**BRIEF:** Gather every line below that contains the word "armchair", and copy each of those lines in full.
[start of DATASET CONTENT]
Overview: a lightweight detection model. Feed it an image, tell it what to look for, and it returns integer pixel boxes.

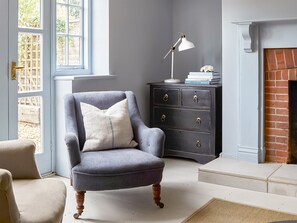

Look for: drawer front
[164,129,211,154]
[153,88,179,106]
[154,107,211,131]
[181,89,211,108]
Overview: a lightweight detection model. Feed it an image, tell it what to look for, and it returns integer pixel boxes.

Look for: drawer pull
[196,117,201,125]
[193,95,199,103]
[163,94,169,102]
[196,140,201,148]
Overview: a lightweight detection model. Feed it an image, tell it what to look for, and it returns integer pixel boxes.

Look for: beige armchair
[0,140,66,223]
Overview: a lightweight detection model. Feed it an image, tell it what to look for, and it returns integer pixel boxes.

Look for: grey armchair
[65,91,165,218]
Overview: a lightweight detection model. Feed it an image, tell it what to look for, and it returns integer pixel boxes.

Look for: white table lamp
[163,33,195,84]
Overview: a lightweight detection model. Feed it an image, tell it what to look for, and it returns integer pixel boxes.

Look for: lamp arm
[163,35,183,60]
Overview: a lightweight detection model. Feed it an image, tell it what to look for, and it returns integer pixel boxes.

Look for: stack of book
[185,72,221,84]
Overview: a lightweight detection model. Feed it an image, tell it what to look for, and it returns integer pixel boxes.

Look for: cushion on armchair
[80,99,137,151]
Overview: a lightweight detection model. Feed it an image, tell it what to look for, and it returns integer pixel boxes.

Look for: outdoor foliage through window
[56,0,83,68]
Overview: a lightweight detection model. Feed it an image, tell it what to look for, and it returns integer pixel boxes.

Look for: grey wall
[74,0,172,123]
[172,0,222,80]
[74,0,222,123]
[end of DATASET CONTENT]
**WRITTEN RESPONSE:**
Look for: beige armchair
Look for: grey armchair
Look for: cushion on armchair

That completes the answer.